## Brief:
Reproduce the line that contains "Each instance of the dirt" and every line after it through the end of the records, exactly, with nothing added.

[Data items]
::::::
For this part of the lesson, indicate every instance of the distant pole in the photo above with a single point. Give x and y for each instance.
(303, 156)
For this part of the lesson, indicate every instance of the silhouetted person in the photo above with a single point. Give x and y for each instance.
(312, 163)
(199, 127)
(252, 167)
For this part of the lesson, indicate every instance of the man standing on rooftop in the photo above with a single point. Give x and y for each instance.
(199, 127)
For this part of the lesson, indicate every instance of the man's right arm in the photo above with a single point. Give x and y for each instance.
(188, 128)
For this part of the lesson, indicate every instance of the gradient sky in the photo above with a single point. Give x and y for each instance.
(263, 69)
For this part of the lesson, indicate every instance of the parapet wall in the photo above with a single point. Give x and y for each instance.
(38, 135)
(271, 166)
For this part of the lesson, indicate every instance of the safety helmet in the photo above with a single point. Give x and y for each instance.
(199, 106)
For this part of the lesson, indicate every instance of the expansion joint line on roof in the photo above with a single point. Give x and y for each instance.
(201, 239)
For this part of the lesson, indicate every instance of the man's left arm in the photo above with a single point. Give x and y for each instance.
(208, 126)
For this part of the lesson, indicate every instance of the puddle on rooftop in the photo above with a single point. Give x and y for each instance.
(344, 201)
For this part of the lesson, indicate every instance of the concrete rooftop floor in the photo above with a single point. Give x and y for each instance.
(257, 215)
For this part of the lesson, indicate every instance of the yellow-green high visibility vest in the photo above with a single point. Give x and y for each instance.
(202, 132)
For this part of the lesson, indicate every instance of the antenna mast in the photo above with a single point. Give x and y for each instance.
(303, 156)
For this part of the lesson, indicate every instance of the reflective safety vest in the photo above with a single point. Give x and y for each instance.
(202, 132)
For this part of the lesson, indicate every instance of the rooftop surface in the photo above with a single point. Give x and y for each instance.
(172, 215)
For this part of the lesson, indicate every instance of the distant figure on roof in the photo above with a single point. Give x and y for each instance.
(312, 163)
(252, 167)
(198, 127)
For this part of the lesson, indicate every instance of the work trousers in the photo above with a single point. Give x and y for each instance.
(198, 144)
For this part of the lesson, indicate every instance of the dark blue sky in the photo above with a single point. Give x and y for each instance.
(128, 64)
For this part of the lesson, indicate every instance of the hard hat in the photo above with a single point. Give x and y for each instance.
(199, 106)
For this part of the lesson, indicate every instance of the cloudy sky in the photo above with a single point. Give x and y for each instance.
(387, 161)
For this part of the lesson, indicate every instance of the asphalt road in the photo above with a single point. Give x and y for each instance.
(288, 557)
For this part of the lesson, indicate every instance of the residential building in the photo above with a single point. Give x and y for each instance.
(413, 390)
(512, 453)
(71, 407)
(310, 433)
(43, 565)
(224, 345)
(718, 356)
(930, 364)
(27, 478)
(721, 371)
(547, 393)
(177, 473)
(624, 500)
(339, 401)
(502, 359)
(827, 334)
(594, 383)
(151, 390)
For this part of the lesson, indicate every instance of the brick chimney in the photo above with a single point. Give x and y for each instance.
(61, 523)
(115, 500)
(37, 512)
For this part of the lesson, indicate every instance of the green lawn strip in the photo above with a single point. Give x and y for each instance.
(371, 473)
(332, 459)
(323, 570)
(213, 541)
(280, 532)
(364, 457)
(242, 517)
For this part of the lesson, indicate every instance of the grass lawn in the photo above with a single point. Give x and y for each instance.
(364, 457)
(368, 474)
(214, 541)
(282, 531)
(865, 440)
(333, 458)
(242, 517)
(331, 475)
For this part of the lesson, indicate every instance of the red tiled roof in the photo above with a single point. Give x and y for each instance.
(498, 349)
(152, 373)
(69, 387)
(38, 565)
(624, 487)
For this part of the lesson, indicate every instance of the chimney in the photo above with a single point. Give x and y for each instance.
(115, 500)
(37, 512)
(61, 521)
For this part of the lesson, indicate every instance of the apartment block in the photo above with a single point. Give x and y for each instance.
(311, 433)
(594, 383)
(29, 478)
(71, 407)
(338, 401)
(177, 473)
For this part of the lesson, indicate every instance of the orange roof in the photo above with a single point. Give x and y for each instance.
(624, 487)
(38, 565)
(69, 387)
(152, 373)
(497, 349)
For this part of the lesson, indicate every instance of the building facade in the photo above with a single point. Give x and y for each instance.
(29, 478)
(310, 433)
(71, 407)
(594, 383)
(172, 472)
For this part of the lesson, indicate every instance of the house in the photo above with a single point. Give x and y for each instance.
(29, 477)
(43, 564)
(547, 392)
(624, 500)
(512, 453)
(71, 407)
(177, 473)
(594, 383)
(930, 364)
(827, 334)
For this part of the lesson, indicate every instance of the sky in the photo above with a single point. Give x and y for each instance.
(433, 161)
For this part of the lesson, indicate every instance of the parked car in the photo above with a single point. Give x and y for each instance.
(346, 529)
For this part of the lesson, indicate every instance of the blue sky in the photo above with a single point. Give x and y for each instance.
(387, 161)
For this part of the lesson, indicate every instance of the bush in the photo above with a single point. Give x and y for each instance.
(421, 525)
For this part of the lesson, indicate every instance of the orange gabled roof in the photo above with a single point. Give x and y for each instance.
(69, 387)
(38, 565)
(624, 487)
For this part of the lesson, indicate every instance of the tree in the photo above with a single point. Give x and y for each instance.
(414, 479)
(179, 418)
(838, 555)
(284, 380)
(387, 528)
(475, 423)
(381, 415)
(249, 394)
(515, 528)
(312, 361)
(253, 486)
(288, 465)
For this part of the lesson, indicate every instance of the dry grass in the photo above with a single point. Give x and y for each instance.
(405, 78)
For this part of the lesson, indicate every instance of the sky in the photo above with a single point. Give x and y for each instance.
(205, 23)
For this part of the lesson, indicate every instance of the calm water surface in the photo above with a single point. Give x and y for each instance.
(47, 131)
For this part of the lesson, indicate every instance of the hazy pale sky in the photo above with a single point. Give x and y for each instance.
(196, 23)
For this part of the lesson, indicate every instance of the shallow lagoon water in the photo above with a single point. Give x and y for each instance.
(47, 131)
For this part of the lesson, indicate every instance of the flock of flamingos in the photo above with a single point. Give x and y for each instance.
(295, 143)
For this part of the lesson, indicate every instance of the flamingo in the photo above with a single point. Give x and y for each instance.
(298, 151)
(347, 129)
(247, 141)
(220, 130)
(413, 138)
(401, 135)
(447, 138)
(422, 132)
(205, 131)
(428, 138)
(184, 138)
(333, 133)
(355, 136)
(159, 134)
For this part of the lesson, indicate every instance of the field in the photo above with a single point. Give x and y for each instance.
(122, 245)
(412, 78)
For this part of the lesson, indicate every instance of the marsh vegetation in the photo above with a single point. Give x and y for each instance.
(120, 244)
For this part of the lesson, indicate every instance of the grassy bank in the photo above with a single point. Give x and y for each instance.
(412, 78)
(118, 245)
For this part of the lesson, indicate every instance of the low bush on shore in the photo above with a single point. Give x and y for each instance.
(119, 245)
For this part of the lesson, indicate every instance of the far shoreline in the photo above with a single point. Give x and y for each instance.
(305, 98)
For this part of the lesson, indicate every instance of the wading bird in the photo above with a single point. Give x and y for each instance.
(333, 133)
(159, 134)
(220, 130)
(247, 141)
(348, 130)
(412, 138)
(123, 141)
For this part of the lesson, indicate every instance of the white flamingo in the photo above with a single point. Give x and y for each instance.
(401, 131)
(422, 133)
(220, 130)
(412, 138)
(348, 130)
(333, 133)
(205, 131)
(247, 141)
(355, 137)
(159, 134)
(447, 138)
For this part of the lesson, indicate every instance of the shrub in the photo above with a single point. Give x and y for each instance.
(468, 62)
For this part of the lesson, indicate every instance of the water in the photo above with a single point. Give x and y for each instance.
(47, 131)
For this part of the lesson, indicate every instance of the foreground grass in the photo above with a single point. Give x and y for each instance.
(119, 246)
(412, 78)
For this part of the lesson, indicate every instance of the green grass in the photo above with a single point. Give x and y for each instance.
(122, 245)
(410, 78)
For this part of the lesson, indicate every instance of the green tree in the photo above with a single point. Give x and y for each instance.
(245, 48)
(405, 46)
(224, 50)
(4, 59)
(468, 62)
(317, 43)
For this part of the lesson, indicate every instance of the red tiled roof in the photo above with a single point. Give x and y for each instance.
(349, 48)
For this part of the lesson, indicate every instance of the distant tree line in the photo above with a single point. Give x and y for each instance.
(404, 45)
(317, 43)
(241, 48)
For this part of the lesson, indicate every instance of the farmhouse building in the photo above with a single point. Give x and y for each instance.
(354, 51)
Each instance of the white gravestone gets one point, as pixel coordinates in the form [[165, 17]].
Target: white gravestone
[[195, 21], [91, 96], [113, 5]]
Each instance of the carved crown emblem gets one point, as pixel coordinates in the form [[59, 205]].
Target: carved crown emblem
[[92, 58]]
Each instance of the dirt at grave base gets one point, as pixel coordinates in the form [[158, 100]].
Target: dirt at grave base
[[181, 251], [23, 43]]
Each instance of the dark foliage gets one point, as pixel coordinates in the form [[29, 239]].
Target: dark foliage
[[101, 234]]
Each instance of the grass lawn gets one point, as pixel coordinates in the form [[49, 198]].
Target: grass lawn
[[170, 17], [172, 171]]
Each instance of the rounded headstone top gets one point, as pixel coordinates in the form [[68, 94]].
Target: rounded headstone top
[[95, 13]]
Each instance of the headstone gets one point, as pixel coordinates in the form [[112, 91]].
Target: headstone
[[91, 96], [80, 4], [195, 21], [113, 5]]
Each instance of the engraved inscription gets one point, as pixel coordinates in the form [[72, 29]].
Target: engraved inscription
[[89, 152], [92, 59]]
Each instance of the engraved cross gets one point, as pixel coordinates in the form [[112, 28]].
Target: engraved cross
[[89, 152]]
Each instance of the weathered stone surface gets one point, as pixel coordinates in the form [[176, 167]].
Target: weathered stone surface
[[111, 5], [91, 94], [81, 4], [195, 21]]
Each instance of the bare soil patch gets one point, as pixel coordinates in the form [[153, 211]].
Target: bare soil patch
::::::
## Task output:
Each instance of the dirt at grave base gets one point, as pixel coordinates in the form [[158, 100]].
Target: dirt at grave base
[[181, 251], [23, 43]]
Each instance of the dark foliage gets one point, as pixel coordinates in the form [[29, 239]].
Target: dark foliage
[[101, 234]]
Each instance of the grass lawn gets one point, as pixel coordinates in the form [[49, 198]].
Target: grass lawn
[[170, 17], [172, 171]]
Each instance of the rounded headstone top gets one point, as pixel coordinates in the form [[68, 94]].
Target: rounded headstone top
[[95, 13]]
Each instance of the headstone gets one point, as pixel coordinates in the form [[112, 91]].
Target: headstone
[[91, 96], [80, 4], [195, 21], [113, 5]]
Each instance of the engraved inscription gets one point, as pixel coordinates in the form [[72, 29]].
Target: engraved inscription
[[89, 152], [92, 59]]
Each instance of the engraved cross gets one point, as pixel coordinates in the form [[112, 28]].
Target: engraved cross
[[89, 152]]
Each instance of the weathered stone surface gets one point, as pixel coordinates in the form [[176, 167]].
Target: weathered stone surface
[[111, 5], [91, 94], [81, 4], [195, 21]]
Each instance of the bare soil patch gets one point, as pixel coordinates in the form [[153, 211]].
Target: bare soil patch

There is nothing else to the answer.